§ What is being asked
In the records below, substitute "pale blue double door" for "light blue double door" and reproduce only the lines from the one containing "Can you find the arched stone" through the one containing "x=207, y=347", leaving everything else in them unchanged.

Coordinate labeling data:
## BEGIN

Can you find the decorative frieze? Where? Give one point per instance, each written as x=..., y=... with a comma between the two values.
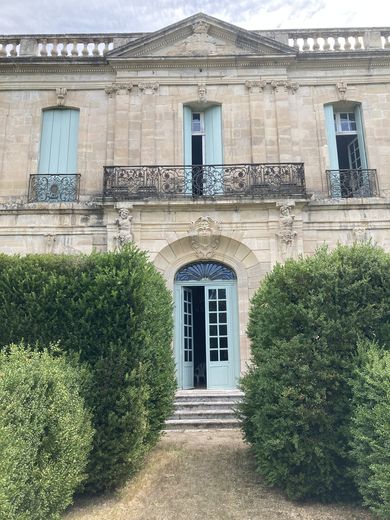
x=118, y=88
x=149, y=87
x=255, y=86
x=205, y=235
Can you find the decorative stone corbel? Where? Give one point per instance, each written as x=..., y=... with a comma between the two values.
x=149, y=88
x=202, y=92
x=286, y=234
x=342, y=90
x=61, y=94
x=123, y=223
x=205, y=235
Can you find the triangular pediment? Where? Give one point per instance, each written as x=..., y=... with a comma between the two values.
x=201, y=35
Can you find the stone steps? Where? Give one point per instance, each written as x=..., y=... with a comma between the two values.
x=204, y=409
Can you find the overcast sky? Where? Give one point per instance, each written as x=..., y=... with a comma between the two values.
x=95, y=16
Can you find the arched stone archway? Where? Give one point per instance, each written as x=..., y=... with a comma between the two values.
x=230, y=252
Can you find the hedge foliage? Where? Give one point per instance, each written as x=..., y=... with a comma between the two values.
x=115, y=311
x=371, y=428
x=305, y=322
x=45, y=432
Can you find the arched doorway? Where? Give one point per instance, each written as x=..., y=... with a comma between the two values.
x=206, y=326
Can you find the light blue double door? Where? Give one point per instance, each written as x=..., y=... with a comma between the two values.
x=207, y=347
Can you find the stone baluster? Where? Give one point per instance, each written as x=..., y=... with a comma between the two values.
x=316, y=44
x=95, y=51
x=85, y=51
x=306, y=45
x=358, y=43
x=64, y=50
x=43, y=51
x=347, y=44
x=326, y=46
x=13, y=51
x=336, y=46
x=74, y=50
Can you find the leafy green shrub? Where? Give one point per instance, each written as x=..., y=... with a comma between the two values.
x=305, y=321
x=45, y=434
x=115, y=311
x=371, y=428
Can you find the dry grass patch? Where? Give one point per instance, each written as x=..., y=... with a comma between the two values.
x=198, y=475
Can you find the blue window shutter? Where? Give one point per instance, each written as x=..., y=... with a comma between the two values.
x=213, y=141
x=334, y=179
x=360, y=135
x=59, y=138
x=187, y=117
x=331, y=138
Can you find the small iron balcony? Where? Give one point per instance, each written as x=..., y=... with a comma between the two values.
x=54, y=187
x=211, y=181
x=352, y=183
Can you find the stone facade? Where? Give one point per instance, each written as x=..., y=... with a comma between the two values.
x=130, y=90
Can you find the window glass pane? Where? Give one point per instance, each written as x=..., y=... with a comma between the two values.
x=213, y=317
x=223, y=354
x=213, y=355
x=223, y=343
x=213, y=330
x=213, y=343
x=222, y=317
x=213, y=306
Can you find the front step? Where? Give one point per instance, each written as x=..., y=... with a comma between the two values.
x=204, y=409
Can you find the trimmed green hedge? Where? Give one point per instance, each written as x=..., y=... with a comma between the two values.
x=305, y=322
x=115, y=311
x=45, y=434
x=371, y=428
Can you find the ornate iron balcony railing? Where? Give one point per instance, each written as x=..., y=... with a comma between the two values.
x=54, y=187
x=352, y=183
x=205, y=181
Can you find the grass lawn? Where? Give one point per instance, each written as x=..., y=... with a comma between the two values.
x=203, y=475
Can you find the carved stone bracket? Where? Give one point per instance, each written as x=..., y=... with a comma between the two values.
x=360, y=234
x=255, y=86
x=118, y=88
x=202, y=92
x=149, y=88
x=342, y=90
x=123, y=223
x=205, y=235
x=286, y=234
x=61, y=94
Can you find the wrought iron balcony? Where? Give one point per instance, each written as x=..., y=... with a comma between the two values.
x=352, y=183
x=283, y=180
x=54, y=187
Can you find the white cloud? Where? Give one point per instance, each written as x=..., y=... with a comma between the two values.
x=72, y=16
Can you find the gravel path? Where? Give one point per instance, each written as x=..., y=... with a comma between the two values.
x=203, y=475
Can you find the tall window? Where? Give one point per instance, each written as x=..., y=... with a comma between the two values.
x=57, y=180
x=347, y=153
x=203, y=153
x=59, y=137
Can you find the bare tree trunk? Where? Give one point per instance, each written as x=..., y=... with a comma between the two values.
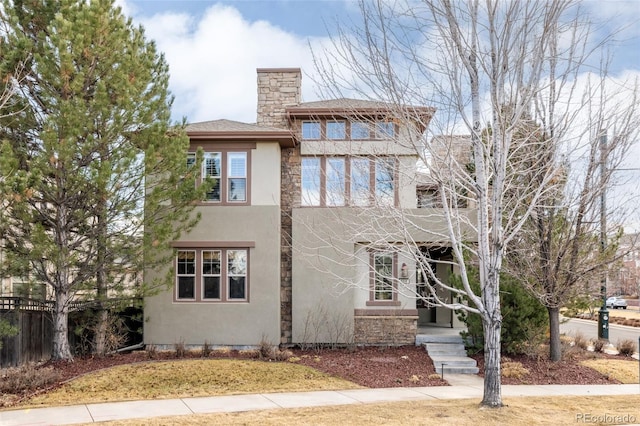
x=555, y=349
x=492, y=396
x=61, y=348
x=101, y=328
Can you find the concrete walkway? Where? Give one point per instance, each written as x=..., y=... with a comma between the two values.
x=462, y=386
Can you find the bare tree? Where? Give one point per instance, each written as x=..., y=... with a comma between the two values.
x=484, y=66
x=566, y=243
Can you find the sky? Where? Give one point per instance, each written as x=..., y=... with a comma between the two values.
x=214, y=47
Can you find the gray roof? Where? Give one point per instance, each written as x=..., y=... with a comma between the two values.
x=229, y=126
x=343, y=103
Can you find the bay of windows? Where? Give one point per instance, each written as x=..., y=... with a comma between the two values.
x=355, y=181
x=343, y=130
x=212, y=275
x=229, y=172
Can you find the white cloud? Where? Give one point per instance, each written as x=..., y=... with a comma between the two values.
x=213, y=60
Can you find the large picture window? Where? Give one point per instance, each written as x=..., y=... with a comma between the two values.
x=356, y=181
x=310, y=130
x=383, y=278
x=212, y=275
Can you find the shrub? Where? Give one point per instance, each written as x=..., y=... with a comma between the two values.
x=152, y=351
x=26, y=378
x=626, y=347
x=524, y=319
x=265, y=349
x=580, y=341
x=513, y=370
x=598, y=345
x=180, y=349
x=206, y=349
x=6, y=330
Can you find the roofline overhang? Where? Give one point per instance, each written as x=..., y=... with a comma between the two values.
x=284, y=138
x=309, y=112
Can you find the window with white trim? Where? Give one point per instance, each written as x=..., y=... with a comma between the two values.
x=385, y=129
x=229, y=171
x=336, y=130
x=237, y=176
x=360, y=130
x=212, y=275
x=310, y=130
x=383, y=278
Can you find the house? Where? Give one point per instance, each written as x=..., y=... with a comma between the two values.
x=299, y=240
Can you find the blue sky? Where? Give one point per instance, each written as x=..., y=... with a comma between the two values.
x=214, y=47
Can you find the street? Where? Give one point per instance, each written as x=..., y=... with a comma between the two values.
x=589, y=329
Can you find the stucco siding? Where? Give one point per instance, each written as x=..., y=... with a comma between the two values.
x=265, y=175
x=236, y=323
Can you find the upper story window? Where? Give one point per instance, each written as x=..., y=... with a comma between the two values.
x=336, y=130
x=385, y=130
x=385, y=188
x=212, y=275
x=237, y=176
x=229, y=171
x=310, y=130
x=360, y=130
x=356, y=181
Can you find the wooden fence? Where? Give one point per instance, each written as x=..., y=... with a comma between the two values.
x=33, y=319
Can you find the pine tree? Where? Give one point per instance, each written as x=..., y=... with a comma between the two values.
x=92, y=173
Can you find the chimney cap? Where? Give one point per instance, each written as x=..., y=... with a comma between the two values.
x=270, y=70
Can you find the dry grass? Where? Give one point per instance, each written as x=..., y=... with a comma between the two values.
x=462, y=412
x=622, y=370
x=189, y=378
x=629, y=313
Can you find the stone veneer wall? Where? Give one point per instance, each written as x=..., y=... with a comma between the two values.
x=277, y=89
x=384, y=328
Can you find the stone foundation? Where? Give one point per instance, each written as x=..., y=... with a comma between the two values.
x=385, y=328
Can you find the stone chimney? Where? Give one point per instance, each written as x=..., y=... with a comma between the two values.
x=278, y=88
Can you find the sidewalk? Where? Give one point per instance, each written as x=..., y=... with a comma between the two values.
x=463, y=386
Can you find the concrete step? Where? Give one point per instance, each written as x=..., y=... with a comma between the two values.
x=457, y=370
x=451, y=349
x=453, y=361
x=421, y=339
x=454, y=364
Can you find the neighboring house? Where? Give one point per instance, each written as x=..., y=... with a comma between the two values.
x=624, y=278
x=288, y=249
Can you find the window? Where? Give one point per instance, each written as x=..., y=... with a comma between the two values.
x=385, y=194
x=186, y=274
x=237, y=175
x=428, y=198
x=212, y=275
x=335, y=182
x=360, y=182
x=310, y=181
x=229, y=173
x=212, y=170
x=384, y=130
x=370, y=181
x=237, y=274
x=310, y=130
x=359, y=130
x=383, y=278
x=336, y=130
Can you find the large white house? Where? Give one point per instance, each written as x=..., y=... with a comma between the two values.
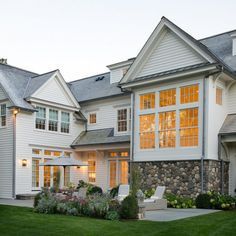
x=171, y=111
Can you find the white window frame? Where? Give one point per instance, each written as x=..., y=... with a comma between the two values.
x=176, y=108
x=1, y=115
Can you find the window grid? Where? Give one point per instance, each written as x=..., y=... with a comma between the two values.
x=167, y=129
x=147, y=101
x=189, y=127
x=168, y=97
x=122, y=120
x=53, y=120
x=147, y=131
x=40, y=118
x=65, y=122
x=3, y=115
x=219, y=92
x=189, y=94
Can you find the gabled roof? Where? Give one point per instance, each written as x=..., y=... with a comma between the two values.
x=35, y=82
x=94, y=87
x=100, y=136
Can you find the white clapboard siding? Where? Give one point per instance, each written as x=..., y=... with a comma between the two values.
x=6, y=155
x=171, y=53
x=53, y=92
x=28, y=137
x=106, y=112
x=232, y=100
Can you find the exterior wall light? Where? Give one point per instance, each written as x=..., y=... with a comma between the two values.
x=24, y=162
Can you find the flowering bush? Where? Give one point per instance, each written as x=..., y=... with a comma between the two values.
x=215, y=200
x=179, y=201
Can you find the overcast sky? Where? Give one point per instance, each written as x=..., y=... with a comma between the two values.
x=82, y=37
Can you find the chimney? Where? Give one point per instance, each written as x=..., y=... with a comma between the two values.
x=233, y=36
x=3, y=61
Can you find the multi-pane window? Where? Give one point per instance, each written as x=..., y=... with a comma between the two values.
x=189, y=127
x=35, y=173
x=219, y=92
x=65, y=122
x=147, y=131
x=147, y=101
x=189, y=94
x=40, y=122
x=122, y=120
x=92, y=118
x=53, y=120
x=167, y=97
x=3, y=115
x=167, y=129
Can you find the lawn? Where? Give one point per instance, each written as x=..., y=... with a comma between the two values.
x=23, y=221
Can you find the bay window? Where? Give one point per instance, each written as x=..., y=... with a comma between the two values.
x=53, y=120
x=147, y=131
x=40, y=122
x=65, y=122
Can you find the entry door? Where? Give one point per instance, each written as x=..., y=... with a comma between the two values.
x=118, y=172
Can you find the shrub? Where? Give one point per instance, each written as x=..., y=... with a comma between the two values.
x=129, y=208
x=114, y=191
x=203, y=201
x=112, y=215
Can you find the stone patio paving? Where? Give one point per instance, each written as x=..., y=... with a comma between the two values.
x=175, y=214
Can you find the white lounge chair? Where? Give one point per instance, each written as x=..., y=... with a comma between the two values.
x=156, y=202
x=123, y=192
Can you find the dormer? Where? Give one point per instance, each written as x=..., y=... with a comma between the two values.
x=118, y=70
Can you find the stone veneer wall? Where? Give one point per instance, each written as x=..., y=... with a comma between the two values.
x=183, y=177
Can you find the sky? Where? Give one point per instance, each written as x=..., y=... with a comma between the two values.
x=82, y=37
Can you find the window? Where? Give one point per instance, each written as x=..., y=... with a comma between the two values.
x=93, y=118
x=147, y=131
x=122, y=120
x=219, y=93
x=147, y=101
x=35, y=173
x=53, y=120
x=91, y=167
x=168, y=97
x=189, y=94
x=40, y=118
x=167, y=129
x=189, y=127
x=3, y=114
x=65, y=122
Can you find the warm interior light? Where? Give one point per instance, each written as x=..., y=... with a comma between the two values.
x=24, y=162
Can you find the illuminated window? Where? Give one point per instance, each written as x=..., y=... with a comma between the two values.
x=91, y=167
x=40, y=122
x=189, y=127
x=53, y=120
x=36, y=151
x=3, y=115
x=219, y=93
x=122, y=120
x=167, y=132
x=147, y=101
x=168, y=97
x=65, y=122
x=93, y=118
x=147, y=131
x=35, y=173
x=189, y=94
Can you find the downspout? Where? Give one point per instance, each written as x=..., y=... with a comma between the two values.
x=14, y=157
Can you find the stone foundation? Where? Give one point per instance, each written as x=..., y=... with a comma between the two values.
x=183, y=177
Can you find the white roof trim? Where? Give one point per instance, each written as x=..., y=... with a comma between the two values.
x=64, y=86
x=152, y=41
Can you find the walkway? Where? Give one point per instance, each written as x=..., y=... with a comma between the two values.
x=175, y=214
x=13, y=202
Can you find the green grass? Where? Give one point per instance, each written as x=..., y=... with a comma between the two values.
x=23, y=221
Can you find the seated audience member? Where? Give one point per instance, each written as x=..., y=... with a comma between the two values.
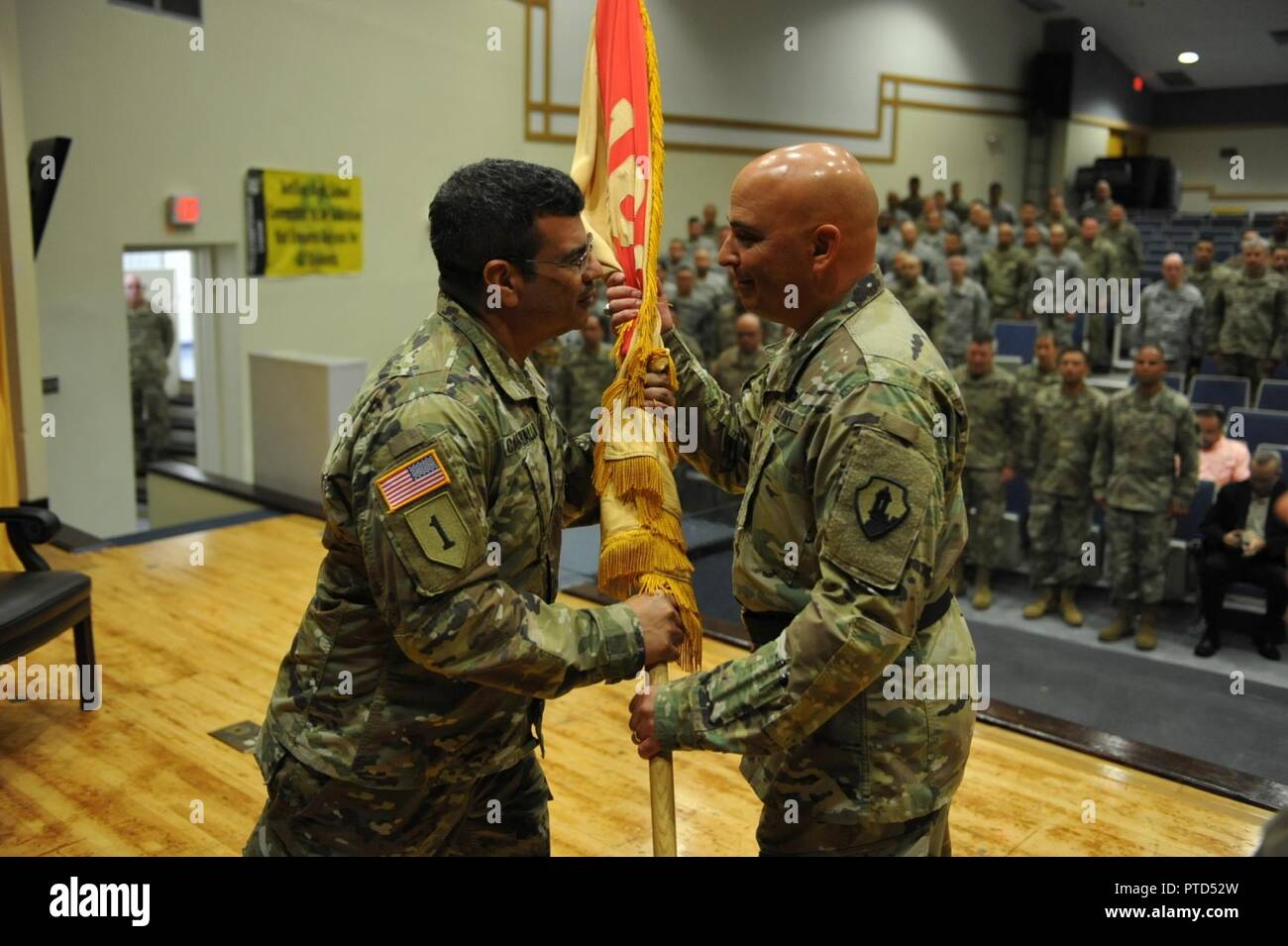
x=1222, y=460
x=1244, y=542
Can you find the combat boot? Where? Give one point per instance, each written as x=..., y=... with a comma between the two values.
x=1042, y=605
x=983, y=592
x=1068, y=609
x=1120, y=628
x=1146, y=635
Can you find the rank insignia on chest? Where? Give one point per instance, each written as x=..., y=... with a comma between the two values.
x=883, y=506
x=419, y=476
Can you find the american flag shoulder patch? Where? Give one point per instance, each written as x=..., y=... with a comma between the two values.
x=419, y=476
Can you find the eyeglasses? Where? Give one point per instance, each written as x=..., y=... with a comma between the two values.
x=580, y=263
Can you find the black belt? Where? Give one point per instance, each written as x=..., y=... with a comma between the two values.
x=765, y=626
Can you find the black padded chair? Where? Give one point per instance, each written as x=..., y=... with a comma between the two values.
x=39, y=604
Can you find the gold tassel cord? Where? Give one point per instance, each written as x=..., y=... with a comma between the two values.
x=644, y=549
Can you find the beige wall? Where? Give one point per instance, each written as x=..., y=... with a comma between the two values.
x=20, y=284
x=1197, y=154
x=288, y=84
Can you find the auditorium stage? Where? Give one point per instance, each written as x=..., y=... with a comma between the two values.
x=191, y=649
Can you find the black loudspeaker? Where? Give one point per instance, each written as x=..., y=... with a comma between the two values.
x=47, y=162
x=1050, y=85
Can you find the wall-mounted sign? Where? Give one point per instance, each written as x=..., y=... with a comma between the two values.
x=183, y=210
x=301, y=223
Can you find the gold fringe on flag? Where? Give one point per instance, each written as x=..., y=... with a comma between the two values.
x=643, y=546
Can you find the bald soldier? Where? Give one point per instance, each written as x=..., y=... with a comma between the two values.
x=918, y=296
x=849, y=451
x=407, y=709
x=1172, y=317
x=743, y=358
x=1005, y=275
x=1247, y=317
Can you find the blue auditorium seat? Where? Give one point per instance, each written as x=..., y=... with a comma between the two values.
x=1258, y=426
x=1282, y=450
x=1188, y=525
x=1017, y=339
x=1273, y=395
x=1220, y=389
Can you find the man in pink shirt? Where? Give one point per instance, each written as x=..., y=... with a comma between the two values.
x=1222, y=460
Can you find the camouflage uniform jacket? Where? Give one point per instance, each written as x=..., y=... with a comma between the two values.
x=1138, y=438
x=432, y=636
x=835, y=444
x=1099, y=259
x=996, y=418
x=1030, y=381
x=151, y=341
x=923, y=304
x=1131, y=249
x=734, y=366
x=580, y=386
x=1173, y=319
x=1248, y=315
x=1005, y=275
x=1060, y=441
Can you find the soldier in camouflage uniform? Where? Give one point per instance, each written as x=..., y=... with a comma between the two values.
x=1005, y=275
x=1172, y=317
x=1206, y=277
x=1059, y=447
x=1126, y=241
x=406, y=712
x=583, y=378
x=997, y=437
x=151, y=340
x=1248, y=315
x=741, y=361
x=918, y=296
x=965, y=312
x=1042, y=372
x=1046, y=263
x=849, y=451
x=1099, y=262
x=1137, y=481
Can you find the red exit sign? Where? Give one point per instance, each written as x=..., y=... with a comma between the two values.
x=184, y=210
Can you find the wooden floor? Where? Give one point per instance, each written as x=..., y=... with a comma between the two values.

## END

§ Solution to this task
Can you find the arched stone archway? Where? Give one point per instance, each written as x=..., y=... with a comma between the two values.
x=230, y=252
Can you find the hedge foliage? Where? Give one point per instance, each written as x=..., y=... with a comma between the two values.
x=115, y=311
x=371, y=428
x=305, y=322
x=45, y=432
Can you find the arched doorway? Where? Give one point per instance, each written as x=..., y=... with a comma between the two values.
x=206, y=326
Can you find the pale blue double door? Where? Give one point per instance, each written as x=..., y=... with a comma between the two values.
x=207, y=347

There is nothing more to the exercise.